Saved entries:
....................

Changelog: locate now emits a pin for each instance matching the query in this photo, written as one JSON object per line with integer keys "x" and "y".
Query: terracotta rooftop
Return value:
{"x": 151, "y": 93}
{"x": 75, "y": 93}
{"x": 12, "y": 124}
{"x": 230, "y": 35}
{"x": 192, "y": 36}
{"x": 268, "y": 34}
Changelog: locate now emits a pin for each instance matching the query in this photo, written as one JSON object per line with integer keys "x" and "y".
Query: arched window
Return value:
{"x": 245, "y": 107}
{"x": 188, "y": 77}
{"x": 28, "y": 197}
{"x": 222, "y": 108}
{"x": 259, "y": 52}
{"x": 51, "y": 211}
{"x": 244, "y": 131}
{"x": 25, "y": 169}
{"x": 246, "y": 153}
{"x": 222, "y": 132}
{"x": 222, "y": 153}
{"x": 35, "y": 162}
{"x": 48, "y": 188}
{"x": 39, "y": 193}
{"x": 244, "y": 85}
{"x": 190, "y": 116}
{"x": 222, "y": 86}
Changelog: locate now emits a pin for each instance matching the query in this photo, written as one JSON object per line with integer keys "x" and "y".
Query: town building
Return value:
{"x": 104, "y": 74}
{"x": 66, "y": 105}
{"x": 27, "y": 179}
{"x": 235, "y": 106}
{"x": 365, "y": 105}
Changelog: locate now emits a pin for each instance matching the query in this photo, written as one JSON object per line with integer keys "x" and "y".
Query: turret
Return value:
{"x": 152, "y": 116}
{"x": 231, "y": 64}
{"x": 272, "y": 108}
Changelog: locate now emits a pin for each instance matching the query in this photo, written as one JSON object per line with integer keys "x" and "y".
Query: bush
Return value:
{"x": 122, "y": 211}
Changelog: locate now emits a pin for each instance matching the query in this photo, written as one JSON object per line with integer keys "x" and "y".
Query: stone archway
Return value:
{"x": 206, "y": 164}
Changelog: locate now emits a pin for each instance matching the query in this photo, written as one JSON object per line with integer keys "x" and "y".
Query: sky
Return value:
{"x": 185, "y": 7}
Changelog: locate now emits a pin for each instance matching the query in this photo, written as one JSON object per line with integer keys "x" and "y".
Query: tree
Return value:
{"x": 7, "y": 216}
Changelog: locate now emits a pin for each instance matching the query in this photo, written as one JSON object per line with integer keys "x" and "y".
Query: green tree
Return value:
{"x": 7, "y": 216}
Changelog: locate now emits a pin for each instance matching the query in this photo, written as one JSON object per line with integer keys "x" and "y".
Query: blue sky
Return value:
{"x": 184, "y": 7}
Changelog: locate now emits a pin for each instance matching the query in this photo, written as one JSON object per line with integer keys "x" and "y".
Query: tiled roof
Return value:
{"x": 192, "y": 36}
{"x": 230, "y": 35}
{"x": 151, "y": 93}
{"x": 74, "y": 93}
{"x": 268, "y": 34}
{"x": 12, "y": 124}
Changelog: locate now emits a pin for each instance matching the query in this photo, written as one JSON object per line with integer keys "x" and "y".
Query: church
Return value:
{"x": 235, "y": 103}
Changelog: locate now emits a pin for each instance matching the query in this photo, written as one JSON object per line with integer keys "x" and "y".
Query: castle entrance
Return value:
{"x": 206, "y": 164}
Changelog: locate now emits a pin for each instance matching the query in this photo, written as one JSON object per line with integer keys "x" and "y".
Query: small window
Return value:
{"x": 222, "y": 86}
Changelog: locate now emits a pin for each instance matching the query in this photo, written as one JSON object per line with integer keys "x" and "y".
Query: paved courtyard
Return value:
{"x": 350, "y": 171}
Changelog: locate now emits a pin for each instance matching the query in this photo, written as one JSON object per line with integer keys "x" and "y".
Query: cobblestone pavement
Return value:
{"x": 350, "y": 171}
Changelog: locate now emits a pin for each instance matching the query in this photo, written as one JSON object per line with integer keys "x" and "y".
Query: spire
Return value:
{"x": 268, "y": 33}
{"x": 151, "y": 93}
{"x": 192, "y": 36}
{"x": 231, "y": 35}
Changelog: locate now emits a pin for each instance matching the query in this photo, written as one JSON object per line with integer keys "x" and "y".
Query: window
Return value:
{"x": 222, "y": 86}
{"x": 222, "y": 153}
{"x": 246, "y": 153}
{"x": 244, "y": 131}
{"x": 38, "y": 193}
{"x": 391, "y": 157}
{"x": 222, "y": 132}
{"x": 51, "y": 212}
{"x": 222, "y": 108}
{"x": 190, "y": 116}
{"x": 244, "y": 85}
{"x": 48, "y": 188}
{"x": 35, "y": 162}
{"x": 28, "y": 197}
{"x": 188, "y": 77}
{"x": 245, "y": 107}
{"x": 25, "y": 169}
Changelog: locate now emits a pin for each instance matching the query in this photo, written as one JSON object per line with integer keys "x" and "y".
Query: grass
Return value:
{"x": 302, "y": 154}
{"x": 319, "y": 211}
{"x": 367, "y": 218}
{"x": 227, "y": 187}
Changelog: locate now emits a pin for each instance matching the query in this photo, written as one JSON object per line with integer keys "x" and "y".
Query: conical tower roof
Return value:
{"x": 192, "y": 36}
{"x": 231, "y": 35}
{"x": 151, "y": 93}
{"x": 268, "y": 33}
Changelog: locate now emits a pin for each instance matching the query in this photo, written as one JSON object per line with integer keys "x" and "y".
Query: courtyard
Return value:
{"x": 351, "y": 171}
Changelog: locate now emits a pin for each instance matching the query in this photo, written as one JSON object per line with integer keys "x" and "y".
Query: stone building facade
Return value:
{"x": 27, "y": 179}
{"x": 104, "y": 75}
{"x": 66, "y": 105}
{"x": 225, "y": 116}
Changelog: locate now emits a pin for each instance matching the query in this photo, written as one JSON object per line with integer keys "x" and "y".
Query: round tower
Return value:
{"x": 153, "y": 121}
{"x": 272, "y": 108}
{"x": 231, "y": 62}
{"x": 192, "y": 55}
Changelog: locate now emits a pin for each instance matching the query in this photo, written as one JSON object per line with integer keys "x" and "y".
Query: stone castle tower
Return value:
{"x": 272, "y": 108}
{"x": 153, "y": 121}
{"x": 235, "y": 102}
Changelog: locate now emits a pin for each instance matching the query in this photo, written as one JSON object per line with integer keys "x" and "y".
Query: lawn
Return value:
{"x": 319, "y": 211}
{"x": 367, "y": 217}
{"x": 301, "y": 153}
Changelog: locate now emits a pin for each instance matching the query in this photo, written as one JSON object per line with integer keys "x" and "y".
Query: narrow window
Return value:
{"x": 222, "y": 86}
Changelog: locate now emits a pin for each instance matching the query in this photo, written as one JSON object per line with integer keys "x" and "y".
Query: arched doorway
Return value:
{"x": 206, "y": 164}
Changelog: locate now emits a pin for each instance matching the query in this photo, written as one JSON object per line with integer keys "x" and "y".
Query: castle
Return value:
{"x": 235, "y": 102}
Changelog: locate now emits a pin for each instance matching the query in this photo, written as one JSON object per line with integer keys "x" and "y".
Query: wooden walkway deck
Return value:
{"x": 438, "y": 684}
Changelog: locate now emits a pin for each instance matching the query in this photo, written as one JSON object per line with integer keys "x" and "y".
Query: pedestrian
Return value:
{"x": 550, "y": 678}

....................

Exercise aim: Please return the records above exactly as they are written.

Finished exercise:
Changelog: locate now emits a pin for each instance matching the query in this photo, written as one JSON object per line with integer keys "x" and "y".
Query: terracotta rooftop
Return value:
{"x": 151, "y": 93}
{"x": 75, "y": 93}
{"x": 12, "y": 124}
{"x": 230, "y": 35}
{"x": 192, "y": 36}
{"x": 268, "y": 34}
Changelog: locate now emits a pin for each instance matching the query in this photo, written as one JSON object per line with integer keys "x" and "y".
Query: arched window
Return value:
{"x": 245, "y": 107}
{"x": 188, "y": 77}
{"x": 28, "y": 197}
{"x": 222, "y": 108}
{"x": 259, "y": 52}
{"x": 51, "y": 211}
{"x": 244, "y": 131}
{"x": 25, "y": 169}
{"x": 246, "y": 153}
{"x": 222, "y": 132}
{"x": 222, "y": 153}
{"x": 35, "y": 162}
{"x": 48, "y": 188}
{"x": 39, "y": 193}
{"x": 244, "y": 85}
{"x": 190, "y": 116}
{"x": 222, "y": 86}
Changelog: locate now emits a pin for each instance matching the query in this photo, written as one JSON object per line with integer keys "x" and "y".
Query: town building
Return value:
{"x": 104, "y": 74}
{"x": 66, "y": 105}
{"x": 27, "y": 179}
{"x": 235, "y": 106}
{"x": 365, "y": 105}
Changelog: locate now emits a pin for each instance matching the query in this photo, written as one JSON object per line with integer keys "x" and "y".
Query: turret
Return value:
{"x": 152, "y": 116}
{"x": 231, "y": 64}
{"x": 272, "y": 108}
Changelog: locate now emits a pin for each instance matching the query in this photo, written as one JSON object per line with integer keys "x" and "y".
Query: bush
Return value:
{"x": 122, "y": 211}
Changelog: locate now emits a pin for each instance matching the query in this photo, written as one JSON object per line with integer keys "x" and "y".
Query: stone archway
Return value:
{"x": 206, "y": 164}
Changelog: locate now emits a pin for each instance matching the query in this photo, written as one JSON object per line with integer keys "x" and "y".
Query: sky
Return value:
{"x": 185, "y": 7}
Changelog: locate now emits a pin for each instance matching the query in this photo, written as one JSON object per line with integer keys "x" and "y".
Query: tree
Return value:
{"x": 7, "y": 216}
Changelog: locate now emits a pin for each instance matching the query in this photo, written as one JSON object per line with integer keys "x" and "y".
Query: green tree
Return value:
{"x": 7, "y": 216}
Changelog: locate now emits a pin for each instance matching the query in this photo, written as one JSON object per line with integer keys "x" and "y".
Query: blue sky
Return value:
{"x": 184, "y": 7}
Changelog: locate now emits a pin for each instance matching the query in this photo, written as one JSON object per line with integer keys "x" and "y".
Query: tiled roof
Return value:
{"x": 192, "y": 36}
{"x": 230, "y": 35}
{"x": 151, "y": 93}
{"x": 74, "y": 93}
{"x": 268, "y": 34}
{"x": 12, "y": 124}
Changelog: locate now emits a pin for each instance matching the query in this photo, written as one JSON object per line with integer keys "x" and "y".
Query: church
Return value:
{"x": 235, "y": 103}
Changelog: locate now emits a pin for each instance matching the query in this photo, written as one JSON object per line with integer keys "x" and "y".
Query: castle entrance
Return value:
{"x": 206, "y": 164}
Changelog: locate now emits a pin for each instance matching the query in this photo, written as one JSON object per line with integer keys "x" and "y".
Query: small window
Return value:
{"x": 222, "y": 86}
Changelog: locate now emits a pin for each instance matching the query in this photo, written as one JSON object per line with integer keys "x" and "y".
Query: paved courtyard
Return value:
{"x": 350, "y": 171}
Changelog: locate now emits a pin for each instance matching the query in this photo, written as one JSON object per line with integer keys "x" and "y".
Query: cobblestone pavement
Return value:
{"x": 350, "y": 171}
Changelog: locate now emits a pin for each instance matching the query in this photo, written as one JSON object per line with integer keys "x" and "y".
Query: spire
Return value:
{"x": 268, "y": 33}
{"x": 151, "y": 93}
{"x": 192, "y": 36}
{"x": 231, "y": 35}
Changelog: locate now emits a pin for each instance matching the query in this photo, written as one JSON object per line with integer keys "x" and "y".
Query: window
Return value:
{"x": 222, "y": 86}
{"x": 222, "y": 153}
{"x": 246, "y": 153}
{"x": 244, "y": 131}
{"x": 38, "y": 193}
{"x": 391, "y": 157}
{"x": 222, "y": 132}
{"x": 51, "y": 212}
{"x": 222, "y": 108}
{"x": 190, "y": 116}
{"x": 244, "y": 85}
{"x": 48, "y": 188}
{"x": 35, "y": 162}
{"x": 28, "y": 197}
{"x": 188, "y": 77}
{"x": 245, "y": 107}
{"x": 25, "y": 169}
Changelog: locate now emits a pin for each instance matching the query in this photo, written as one JSON object per line with integer keys "x" and "y".
Query: grass
Return value:
{"x": 302, "y": 154}
{"x": 319, "y": 211}
{"x": 367, "y": 218}
{"x": 227, "y": 187}
Changelog: locate now emits a pin for each instance matching the query in this photo, written as one JSON object per line with integer keys "x" and "y".
Query: conical tower roof
Return value:
{"x": 192, "y": 36}
{"x": 231, "y": 35}
{"x": 151, "y": 93}
{"x": 268, "y": 33}
Changelog: locate now emits a pin for each instance matching the query in this photo, written as one JSON object per line with integer keys "x" and "y".
Query: courtyard
Return value:
{"x": 351, "y": 171}
Changelog: locate now emits a pin for each instance matching the query in this photo, written as one JSON object per line with integer keys "x" and "y".
Query: stone building facade
Return value:
{"x": 27, "y": 179}
{"x": 104, "y": 75}
{"x": 66, "y": 105}
{"x": 225, "y": 116}
Changelog: locate now emits a pin for each instance matching the query in this photo, written as one JSON object per line with integer keys "x" and "y".
Query: round tower
Return value:
{"x": 153, "y": 121}
{"x": 272, "y": 108}
{"x": 231, "y": 62}
{"x": 192, "y": 55}
Changelog: locate now emits a pin for each instance matching the query in this photo, written as one JSON object per line with integer keys "x" and "y".
Query: stone castle tower
Return value:
{"x": 272, "y": 108}
{"x": 153, "y": 121}
{"x": 235, "y": 102}
Changelog: locate now emits a pin for each instance matching the query in this photo, written as one JSON object per line with integer keys "x" and "y".
Query: lawn
Return value:
{"x": 319, "y": 211}
{"x": 367, "y": 217}
{"x": 301, "y": 153}
Changelog: locate now emits a pin for each instance matching the query in this photo, written as one JSON object per line with integer keys "x" and "y".
Query: narrow window
Return value:
{"x": 222, "y": 86}
Changelog: locate now emits a pin for each instance matching the query in this photo, written as one JSON object per line with integer keys "x" and "y".
Query: arched doorway
Return value:
{"x": 206, "y": 164}
Changelog: locate now emits a pin for each instance matching the query in this photo, written as one JSON object per line with integer keys "x" and "y".
Query: castle
Return value:
{"x": 235, "y": 102}
Changelog: locate now emits a pin for each instance matching the query in this photo, written as one JSON object per line with integer keys "x" and "y".
Query: wooden walkway deck
Return value:
{"x": 438, "y": 684}
Changelog: locate now emits a pin for each instance matching the query in this photo, written as one JSON object per line with integer keys "x" and "y".
Query: pedestrian
Return value:
{"x": 550, "y": 678}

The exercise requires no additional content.